#### [WORK TO COMPLETE]
Please select every line of the rows below that contains the word "pavement" and copy each one out.

#### [DATA FOR PROCESSING]
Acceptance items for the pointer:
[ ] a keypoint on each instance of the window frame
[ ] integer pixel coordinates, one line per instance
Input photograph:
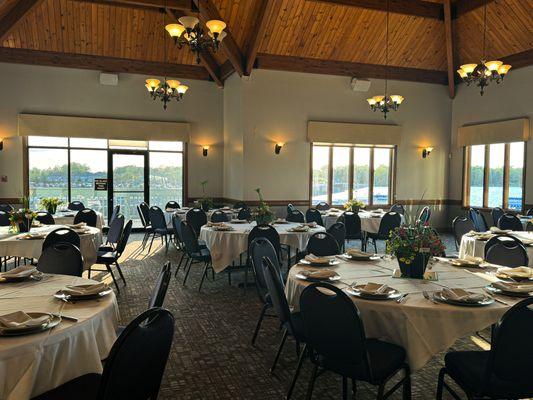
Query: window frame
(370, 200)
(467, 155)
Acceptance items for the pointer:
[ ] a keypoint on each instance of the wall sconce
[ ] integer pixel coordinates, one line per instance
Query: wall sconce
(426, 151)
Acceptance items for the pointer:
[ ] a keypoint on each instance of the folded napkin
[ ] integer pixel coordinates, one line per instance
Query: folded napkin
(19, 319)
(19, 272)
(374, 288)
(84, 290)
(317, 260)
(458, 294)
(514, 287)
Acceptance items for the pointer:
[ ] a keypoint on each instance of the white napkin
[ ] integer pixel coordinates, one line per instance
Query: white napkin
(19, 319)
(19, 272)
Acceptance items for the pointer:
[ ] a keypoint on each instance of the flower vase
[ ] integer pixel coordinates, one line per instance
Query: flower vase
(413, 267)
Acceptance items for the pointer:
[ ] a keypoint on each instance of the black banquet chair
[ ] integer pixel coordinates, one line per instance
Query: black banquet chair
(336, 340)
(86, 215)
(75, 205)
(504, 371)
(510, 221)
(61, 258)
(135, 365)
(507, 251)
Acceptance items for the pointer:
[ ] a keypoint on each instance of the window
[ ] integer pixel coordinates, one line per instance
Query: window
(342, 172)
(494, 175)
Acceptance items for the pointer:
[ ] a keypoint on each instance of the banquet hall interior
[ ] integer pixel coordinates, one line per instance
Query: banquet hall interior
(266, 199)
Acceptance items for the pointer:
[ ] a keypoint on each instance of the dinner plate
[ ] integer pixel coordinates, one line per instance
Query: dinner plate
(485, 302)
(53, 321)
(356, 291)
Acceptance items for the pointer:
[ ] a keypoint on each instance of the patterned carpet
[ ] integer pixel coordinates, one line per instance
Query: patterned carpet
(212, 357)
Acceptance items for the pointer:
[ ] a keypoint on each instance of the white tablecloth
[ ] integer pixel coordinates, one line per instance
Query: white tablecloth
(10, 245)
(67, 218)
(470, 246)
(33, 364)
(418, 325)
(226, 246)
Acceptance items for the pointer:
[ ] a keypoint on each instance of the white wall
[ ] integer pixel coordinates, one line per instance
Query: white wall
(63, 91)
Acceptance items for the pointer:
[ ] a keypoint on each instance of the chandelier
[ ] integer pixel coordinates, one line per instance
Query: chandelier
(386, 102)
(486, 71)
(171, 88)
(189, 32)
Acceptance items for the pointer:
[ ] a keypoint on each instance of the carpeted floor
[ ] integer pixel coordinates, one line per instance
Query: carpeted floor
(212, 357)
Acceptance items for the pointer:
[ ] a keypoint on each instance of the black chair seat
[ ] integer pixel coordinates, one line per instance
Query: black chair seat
--
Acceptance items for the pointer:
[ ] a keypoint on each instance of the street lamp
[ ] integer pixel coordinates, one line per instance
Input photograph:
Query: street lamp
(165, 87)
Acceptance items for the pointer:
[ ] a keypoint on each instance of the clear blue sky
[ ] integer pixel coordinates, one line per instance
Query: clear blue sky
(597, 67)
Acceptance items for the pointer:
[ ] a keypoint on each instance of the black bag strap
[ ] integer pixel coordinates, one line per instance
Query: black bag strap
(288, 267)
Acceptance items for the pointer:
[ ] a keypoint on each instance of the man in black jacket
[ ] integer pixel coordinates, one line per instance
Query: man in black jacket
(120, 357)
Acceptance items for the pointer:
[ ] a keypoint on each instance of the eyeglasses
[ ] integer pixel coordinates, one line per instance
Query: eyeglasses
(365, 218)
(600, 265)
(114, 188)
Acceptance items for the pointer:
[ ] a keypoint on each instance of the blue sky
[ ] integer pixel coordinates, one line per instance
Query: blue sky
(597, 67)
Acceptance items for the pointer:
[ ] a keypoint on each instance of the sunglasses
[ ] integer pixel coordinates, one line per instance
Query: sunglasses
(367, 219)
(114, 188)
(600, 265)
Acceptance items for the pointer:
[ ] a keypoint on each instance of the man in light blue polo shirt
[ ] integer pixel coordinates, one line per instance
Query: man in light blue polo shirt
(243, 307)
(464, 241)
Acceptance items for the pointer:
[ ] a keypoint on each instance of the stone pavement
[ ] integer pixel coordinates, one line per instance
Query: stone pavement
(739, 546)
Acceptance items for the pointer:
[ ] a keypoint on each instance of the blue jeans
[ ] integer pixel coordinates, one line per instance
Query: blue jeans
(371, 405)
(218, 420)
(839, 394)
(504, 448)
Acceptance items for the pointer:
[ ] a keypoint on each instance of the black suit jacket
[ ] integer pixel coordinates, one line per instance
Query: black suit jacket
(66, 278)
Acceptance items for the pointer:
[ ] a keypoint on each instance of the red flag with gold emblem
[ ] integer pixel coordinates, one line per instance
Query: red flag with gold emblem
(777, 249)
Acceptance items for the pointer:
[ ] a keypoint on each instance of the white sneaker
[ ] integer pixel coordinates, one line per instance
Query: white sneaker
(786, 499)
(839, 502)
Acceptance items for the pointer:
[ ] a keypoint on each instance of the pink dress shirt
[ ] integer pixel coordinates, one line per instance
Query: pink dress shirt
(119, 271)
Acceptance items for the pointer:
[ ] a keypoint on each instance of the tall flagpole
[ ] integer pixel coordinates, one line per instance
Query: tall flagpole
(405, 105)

#### [FINAL RESULT]
[ ] a keypoint on each instance of the stone pavement
Query: stone pavement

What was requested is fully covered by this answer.